Work instructions: Count how many lines in the records below contain the string "foam". Reply with that number only.
** Begin Given information **
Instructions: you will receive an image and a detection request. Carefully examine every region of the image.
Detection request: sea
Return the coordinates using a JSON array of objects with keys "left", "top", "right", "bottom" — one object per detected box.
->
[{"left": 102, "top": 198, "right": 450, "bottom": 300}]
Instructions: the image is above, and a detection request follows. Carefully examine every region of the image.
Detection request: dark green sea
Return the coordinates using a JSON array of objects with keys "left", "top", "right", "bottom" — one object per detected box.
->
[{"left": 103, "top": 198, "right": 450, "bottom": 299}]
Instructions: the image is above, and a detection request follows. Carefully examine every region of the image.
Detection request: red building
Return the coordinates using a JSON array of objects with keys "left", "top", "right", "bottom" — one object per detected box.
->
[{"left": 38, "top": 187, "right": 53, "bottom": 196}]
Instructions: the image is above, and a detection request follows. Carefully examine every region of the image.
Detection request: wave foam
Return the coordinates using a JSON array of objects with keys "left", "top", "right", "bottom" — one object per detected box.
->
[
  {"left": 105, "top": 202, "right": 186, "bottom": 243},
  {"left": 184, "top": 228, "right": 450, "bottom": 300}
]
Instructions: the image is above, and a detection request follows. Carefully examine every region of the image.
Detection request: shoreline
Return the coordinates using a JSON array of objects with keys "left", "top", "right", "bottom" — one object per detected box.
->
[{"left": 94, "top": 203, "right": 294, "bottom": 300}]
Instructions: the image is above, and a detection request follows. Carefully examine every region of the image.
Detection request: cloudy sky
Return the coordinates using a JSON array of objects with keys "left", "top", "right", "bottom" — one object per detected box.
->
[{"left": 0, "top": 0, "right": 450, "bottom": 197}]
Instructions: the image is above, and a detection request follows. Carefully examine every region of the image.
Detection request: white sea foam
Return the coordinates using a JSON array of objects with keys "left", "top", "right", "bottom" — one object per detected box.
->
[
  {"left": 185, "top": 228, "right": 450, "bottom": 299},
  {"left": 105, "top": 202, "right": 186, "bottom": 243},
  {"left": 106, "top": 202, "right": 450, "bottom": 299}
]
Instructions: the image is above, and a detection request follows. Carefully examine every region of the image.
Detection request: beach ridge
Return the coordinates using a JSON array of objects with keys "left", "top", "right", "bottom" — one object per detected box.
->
** End Given information **
Correct response: 2